> _WHAT THE TASK ASKS_: Carry the text on navicular fractures forward, starting after its last sentence.

> _SUPPLIED TEXT_:
The navicular plays an important role in maintaining the medial longitudinal arch of the foot. Commonly, fractures of the navicular are not evident on plain radiographs. This often leads to a delay in diagnosis, which may result in prolonged disabling foot pain in individuals, particularly young athletes. The 4 types of navicular fractures are (1) cortical avulsion, (2) tuberosity, (3) body, and (4) stress.
Cortical and tuberosity avulsion fractures
Avulsion fracture, the most common fracture of the navicular, is often associated with ligamentous injuries and results from twisting forces on the mid foot. These fractures are commonly treated conservatively, except for avulsion of the posterior tibial tendon insertion (tuberosity fracture), which may be repaired operatively, especially if a proximal dislocation of 1 cm or more is present. An avulsion of the posterior tibial tendon insertion must be differentiated from an accessory navicular (see Other Problems to Be Considered).
Fractures of the navicular body
Fractures of the body are commonly associated with other injuries of the midtarsal joint. Sangeorzan et al categorized navicular body fractures into 3 types, as follows
Type 1 is a coronal fracture with no dislocation.

Stored items:
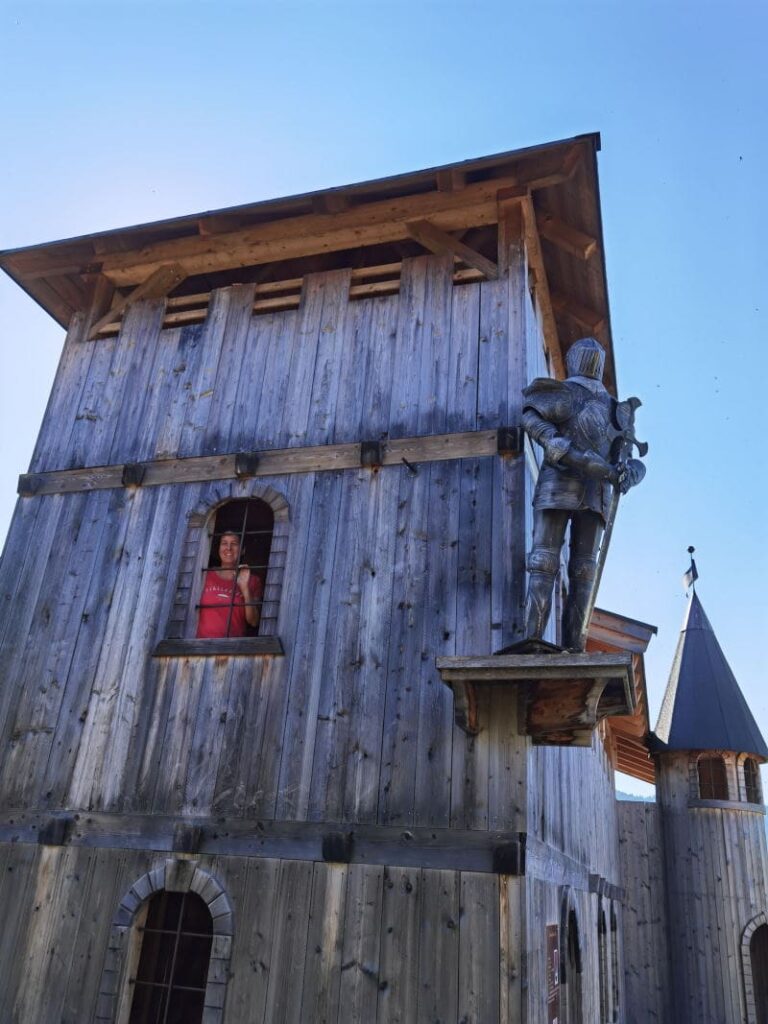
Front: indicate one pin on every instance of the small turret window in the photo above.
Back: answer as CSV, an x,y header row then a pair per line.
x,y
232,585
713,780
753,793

--

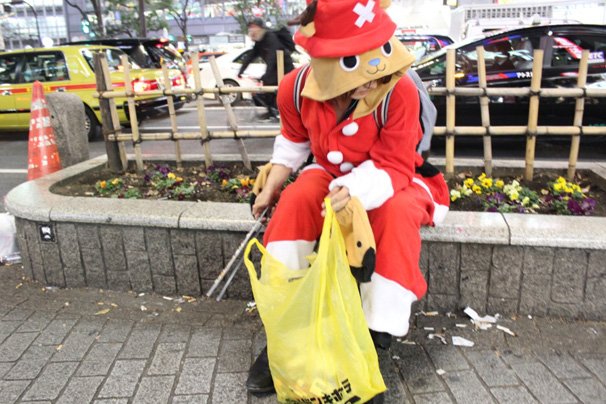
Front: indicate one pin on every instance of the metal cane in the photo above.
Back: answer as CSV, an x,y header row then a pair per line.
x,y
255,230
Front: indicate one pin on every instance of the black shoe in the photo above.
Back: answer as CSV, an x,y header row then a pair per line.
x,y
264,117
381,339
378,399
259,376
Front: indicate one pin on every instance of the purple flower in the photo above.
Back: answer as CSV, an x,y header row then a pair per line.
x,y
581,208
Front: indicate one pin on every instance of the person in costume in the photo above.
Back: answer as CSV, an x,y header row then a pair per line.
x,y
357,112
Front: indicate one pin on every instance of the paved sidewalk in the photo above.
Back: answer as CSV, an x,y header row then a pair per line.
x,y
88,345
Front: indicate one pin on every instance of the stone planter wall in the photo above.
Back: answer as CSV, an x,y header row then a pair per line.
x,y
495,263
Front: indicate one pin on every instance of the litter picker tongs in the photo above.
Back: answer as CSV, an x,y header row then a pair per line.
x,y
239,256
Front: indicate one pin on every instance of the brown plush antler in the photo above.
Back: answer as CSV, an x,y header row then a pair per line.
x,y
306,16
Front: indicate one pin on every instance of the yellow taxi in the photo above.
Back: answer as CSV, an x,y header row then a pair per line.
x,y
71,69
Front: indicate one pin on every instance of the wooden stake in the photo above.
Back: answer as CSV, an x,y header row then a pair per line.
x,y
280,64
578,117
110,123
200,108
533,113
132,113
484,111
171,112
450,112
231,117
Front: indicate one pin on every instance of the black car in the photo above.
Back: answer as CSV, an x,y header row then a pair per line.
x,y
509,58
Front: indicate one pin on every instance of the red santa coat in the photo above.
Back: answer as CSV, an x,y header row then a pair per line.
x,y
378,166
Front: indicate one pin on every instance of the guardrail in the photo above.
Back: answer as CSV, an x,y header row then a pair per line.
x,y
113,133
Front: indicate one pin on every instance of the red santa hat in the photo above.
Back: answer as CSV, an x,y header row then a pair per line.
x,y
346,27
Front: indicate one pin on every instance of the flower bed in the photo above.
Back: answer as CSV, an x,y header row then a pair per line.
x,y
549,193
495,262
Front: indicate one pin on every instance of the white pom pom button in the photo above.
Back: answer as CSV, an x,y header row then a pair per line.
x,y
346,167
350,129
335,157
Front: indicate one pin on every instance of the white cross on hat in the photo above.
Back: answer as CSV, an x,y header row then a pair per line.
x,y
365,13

==

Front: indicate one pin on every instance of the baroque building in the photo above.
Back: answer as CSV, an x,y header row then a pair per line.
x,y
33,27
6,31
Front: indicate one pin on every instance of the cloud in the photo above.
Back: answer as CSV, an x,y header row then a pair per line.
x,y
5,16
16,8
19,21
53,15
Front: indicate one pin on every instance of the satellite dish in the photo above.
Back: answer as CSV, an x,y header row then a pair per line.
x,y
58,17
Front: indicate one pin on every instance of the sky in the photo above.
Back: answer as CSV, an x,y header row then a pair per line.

> _ANSWER_:
Type 2 is a dorsolateral to plantomedial fracture with medial forefoot displacement.
Type 3 is a comminuted fracture with lateral forefoot displacement and carries the worst prognosis.
All navicular body fractures with 1 mm or more of displacement require open reduction and internal fixation.
The rest of this article primarily discusses the diagnosis and treatment of navicular stress fractures, which are usually sports-related injuries.
In 1855, Brehaulpt first described stress fractures in military recruits who were subjected to long marches. As more civilians took up physically demanding sports, the incidence of stress fractures has increased in the general population. Towne et al first described stress fracture of the tarsal navicular in 1970.
In athletes, navicular stress fractures are of particular concern because they are underdiagnosed and can lead to significant disability if the diagnosis is delayed.
In a study by Torg et al in 1982, the average time between the fracture and diagnosis was estimated to be 7 months.
Given the significant improvement in outcome with early diagnosis and proper treatment, navicular stress fractures should be considered in any athlete with midfoot pain. In a 2006 study by Saxena and Fullem, navicular stress fractures took up to 4 months to heal posttreatment.
Fracture-dislocation of the navicular may occur in athletes.
This uncommon injury generally requires reduction and examination for stability via fluoroscopy, with the patient under general anesthesia. If the postreduction examination findings confirm stability of the navicular, treatment with a non–weight-bearing cast may be sufficient; otherwise, internal fixation is required.